** BEGIN DATA SUPPLIED **
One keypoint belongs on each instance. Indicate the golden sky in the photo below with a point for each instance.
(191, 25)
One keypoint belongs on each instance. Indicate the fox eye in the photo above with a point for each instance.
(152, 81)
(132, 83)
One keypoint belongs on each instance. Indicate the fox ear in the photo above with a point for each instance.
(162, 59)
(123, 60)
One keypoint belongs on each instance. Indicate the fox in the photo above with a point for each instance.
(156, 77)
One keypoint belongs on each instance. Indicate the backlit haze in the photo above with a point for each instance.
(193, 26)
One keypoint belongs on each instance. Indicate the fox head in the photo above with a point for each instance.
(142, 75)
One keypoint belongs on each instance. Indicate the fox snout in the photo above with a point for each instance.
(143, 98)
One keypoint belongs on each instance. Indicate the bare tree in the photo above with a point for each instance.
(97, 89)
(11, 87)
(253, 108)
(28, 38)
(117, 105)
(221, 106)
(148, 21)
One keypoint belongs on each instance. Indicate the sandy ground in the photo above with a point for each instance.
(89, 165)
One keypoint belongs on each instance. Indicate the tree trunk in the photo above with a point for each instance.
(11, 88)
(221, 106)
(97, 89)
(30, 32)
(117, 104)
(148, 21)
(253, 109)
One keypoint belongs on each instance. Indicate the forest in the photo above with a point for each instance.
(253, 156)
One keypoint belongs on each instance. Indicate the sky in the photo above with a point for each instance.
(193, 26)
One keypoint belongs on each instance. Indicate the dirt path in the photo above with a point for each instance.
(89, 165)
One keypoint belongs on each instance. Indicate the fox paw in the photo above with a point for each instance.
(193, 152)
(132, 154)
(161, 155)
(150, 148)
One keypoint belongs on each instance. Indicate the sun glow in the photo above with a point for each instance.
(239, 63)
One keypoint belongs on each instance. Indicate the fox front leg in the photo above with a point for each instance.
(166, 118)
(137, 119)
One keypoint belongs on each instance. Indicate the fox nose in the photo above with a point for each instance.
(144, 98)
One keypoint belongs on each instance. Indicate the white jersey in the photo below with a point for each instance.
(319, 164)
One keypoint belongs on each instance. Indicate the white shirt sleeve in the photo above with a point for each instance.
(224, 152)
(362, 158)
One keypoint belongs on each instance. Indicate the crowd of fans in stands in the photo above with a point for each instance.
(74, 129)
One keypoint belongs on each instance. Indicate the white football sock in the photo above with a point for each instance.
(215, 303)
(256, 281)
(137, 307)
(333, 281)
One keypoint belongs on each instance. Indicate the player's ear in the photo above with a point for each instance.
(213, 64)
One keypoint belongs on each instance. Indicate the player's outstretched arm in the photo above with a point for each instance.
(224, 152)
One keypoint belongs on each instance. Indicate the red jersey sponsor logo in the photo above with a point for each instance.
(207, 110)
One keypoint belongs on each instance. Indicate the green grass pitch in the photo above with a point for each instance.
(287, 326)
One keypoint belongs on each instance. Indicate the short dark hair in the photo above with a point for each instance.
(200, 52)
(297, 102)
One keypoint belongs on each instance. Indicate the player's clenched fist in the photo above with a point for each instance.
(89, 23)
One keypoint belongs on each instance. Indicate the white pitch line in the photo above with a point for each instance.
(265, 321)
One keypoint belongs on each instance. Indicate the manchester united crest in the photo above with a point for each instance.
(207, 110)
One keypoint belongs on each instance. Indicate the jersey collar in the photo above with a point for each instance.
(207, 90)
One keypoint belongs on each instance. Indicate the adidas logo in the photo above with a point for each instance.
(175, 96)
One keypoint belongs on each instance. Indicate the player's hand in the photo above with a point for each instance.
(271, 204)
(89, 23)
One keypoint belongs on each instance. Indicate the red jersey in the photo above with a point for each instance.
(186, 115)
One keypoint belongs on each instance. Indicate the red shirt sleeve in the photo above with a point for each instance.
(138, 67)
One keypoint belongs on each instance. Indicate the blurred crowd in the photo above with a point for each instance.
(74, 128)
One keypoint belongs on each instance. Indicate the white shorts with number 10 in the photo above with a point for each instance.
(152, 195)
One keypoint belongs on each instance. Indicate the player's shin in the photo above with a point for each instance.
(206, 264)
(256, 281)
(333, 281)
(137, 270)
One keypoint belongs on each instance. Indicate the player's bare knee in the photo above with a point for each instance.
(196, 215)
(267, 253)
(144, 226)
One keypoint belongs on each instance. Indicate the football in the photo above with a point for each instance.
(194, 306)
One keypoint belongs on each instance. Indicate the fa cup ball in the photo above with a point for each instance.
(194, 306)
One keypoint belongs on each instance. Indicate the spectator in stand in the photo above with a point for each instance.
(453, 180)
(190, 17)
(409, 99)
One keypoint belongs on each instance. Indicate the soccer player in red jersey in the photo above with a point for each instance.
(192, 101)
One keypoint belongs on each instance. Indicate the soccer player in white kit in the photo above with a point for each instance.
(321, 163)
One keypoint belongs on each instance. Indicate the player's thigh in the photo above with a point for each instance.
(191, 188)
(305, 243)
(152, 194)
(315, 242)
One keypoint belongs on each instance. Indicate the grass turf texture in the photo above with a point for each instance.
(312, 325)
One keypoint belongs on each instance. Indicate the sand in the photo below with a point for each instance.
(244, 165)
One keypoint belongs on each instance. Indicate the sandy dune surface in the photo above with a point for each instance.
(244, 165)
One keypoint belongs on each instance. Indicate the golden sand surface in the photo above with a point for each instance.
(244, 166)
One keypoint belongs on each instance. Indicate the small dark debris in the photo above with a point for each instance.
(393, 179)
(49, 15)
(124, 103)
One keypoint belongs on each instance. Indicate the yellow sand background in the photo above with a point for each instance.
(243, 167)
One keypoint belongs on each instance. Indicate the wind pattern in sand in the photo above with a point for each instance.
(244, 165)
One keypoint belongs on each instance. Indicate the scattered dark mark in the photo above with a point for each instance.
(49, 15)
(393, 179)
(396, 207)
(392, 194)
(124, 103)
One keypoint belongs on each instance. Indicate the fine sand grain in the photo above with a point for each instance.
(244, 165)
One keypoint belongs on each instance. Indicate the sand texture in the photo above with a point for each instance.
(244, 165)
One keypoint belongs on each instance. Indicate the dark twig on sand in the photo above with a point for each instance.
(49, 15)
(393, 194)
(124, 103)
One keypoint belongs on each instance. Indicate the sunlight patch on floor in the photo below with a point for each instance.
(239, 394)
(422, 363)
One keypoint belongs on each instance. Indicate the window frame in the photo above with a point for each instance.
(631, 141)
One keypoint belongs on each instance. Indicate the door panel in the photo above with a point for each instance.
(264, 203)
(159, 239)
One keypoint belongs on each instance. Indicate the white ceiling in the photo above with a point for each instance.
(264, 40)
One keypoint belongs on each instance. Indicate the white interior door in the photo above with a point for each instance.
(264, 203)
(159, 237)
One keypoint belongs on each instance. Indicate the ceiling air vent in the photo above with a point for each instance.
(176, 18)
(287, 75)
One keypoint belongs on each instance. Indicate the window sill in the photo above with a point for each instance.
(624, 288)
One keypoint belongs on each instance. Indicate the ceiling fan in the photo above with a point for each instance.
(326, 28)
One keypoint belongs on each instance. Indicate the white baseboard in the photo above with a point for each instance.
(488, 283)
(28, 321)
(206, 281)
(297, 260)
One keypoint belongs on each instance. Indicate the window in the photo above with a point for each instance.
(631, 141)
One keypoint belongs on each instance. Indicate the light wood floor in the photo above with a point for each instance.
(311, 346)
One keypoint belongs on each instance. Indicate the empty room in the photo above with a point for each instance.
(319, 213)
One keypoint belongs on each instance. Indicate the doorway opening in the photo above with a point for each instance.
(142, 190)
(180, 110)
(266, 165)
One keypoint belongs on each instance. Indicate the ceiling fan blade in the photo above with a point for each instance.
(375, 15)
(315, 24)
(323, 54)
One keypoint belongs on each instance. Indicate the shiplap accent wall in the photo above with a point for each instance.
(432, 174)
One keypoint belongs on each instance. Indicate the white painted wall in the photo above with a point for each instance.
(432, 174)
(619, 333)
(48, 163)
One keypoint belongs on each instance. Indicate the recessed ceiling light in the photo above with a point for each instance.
** END DATA SUPPLIED **
• [WHAT IS BEING ASKED]:
Produce an exact copy of the lines from the one containing "One keypoint belongs on each instance. Indicate the door panel" through the last line, and of nothing else.

• [TASK SOLUTION]:
One keypoint belongs on each instance. Indicate the door panel in the photo above with a point for each instance.
(264, 203)
(159, 239)
One keypoint belongs on each instance. Indicate the white ceiling in the photo above with a point for each instance.
(264, 40)
One keypoint belongs on each instance. Indicate the white interior door in the photo above with a point for each instance.
(264, 203)
(159, 237)
One keypoint belongs on each instance. Indicate the ceiling air vent in the photo above with a point for each instance.
(176, 18)
(287, 75)
One keypoint belongs on each instance. Indicate the window sill in the photo above with a point for each instance.
(624, 288)
One keypoint belongs on each instance. Indicate the ceiling fan in the photo above with a point for each instance.
(326, 28)
One keypoint belongs on each instance. Indicate the white baseboard in the photo above with a point for each instance.
(488, 283)
(28, 321)
(206, 281)
(297, 260)
One keypoint belongs on each instance. Indicate the window in the photo above with a point for each instance.
(631, 141)
One keypoint belongs on each instance. Indicate the light wood floor in the photo above with a point for each instance.
(311, 346)
One keypoint belongs on each instance. Indicate the empty room in the photo above with a point for each instance.
(319, 213)
One keypoint belongs on each instance. Indicate the doorway opening in the photo above with a point for each instance.
(142, 190)
(180, 110)
(266, 165)
One keypoint belongs on each instance. Indicate the ceiling fan blade in the photo above with a point for each instance.
(375, 15)
(315, 24)
(323, 54)
One keypoint belongs on each instance. Indicate the shiplap accent wall in the photo above with a point for each instance.
(432, 174)
One keypoint belongs on each instance. Indicate the white painted wall in the photo above with a point for each instance.
(432, 174)
(619, 333)
(48, 163)
One keypoint belongs on each instance. Indicate the recessed ceiling light in the photo above with a point for each instance.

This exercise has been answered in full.